— Excerpt —
----

VMware vSphere 7 Released: What’s New?
July 16, 2020
VMware vSphere is one of the best hardware virtualization platforms used around the world. Most users automatically associate virtualization with VMware. System administrators respect VMware for its great reliability, performance and usability. The official vSphere 7 release date was April 2, 2020. vSphere 7 is the newest version of the virtualization platform adding many new features. VMware vSphere has been significantly “rearchitected” for version 7. In this blog post, I will go over the new features in vSphere 7 to help you decide if it’s worth updating to vSphere 7 for you or you continue to use your current vSphere version.
Whatever the vSphere version you use, don’t forget to perform VMware vSphere backup that includes virtual machines running on ESXi hosts and clusters. NAKIVO Backup & Replication supports VMware vSphere 7 and backup of VMs in clusters including fault-tolerant virtual machines. Download the free trial version of the product and protect VMware VMs in your environment.
Kubernetes Support and Integration
Docker containers are popular among developers who create applications using the microservice architecture. Kubernetes can run containers in a cluster and provides load balancing, high availability and scalability. VMware vSphere 7 is fully integrated with Kubernetes. Now administrators can provision, run, and manage Kubernetes clusters on top of vSphere via the Kubernetes interface. Supporting both containers and virtual machines on a single platform allows vSphere 7 to run Kubernetes pods on virtual machines by using the vSphere POD Service. VMware vSphere PODs can be managed like existing VMs.

----

— Directive A —
In the vSphere 7 article, list the qualities for which system administrators respect VMware.

Extracted records
----

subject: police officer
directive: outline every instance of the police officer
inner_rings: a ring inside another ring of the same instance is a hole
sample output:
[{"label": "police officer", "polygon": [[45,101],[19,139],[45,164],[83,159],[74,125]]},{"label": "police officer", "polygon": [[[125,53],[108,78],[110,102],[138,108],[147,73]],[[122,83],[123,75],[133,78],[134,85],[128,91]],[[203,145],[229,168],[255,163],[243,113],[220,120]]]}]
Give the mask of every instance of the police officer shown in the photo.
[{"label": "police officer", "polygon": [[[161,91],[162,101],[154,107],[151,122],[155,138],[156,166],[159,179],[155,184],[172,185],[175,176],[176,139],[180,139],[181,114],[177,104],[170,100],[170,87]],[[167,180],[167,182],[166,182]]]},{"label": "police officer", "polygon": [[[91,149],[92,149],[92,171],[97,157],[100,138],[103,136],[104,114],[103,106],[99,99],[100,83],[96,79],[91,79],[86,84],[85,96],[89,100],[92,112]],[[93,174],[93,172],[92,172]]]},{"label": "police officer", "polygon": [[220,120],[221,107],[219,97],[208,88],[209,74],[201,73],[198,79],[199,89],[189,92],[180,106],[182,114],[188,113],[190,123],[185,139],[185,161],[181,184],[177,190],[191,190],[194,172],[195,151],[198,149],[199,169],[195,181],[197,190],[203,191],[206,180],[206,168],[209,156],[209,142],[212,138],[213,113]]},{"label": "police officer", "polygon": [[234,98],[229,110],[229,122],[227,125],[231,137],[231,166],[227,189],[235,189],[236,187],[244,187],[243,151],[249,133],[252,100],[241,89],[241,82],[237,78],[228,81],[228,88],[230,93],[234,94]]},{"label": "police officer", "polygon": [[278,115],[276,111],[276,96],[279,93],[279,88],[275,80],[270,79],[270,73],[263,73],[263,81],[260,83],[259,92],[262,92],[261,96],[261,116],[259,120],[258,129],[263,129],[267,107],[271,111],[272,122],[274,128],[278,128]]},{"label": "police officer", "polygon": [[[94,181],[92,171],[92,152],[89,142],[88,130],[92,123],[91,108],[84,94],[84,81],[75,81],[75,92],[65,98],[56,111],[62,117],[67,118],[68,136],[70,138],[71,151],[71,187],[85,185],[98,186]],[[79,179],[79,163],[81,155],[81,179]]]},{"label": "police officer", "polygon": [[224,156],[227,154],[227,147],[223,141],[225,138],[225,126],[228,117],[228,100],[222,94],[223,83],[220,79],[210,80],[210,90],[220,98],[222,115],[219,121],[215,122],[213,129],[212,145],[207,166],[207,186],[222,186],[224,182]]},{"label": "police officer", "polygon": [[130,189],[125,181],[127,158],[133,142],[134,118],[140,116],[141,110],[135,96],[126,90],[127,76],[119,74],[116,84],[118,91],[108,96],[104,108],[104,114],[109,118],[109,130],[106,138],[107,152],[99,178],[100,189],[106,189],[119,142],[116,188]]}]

----

— Directive B —
Copy the extracted records word for word, beginning at the first line of the records and stopping after the line that contains "Give the mask".

— Written solution A —
reliability, performance, usability

— Written solution B —
subject: police officer
directive: outline every instance of the police officer
inner_rings: a ring inside another ring of the same instance is a hole
sample output:
[{"label": "police officer", "polygon": [[45,101],[19,139],[45,164],[83,159],[74,125]]},{"label": "police officer", "polygon": [[[125,53],[108,78],[110,102],[138,108],[147,73]],[[122,83],[123,75],[133,78],[134,85],[128,91]],[[203,145],[229,168],[255,163],[243,113],[220,120]]]}]
Give the mask of every instance of the police officer shown in the photo.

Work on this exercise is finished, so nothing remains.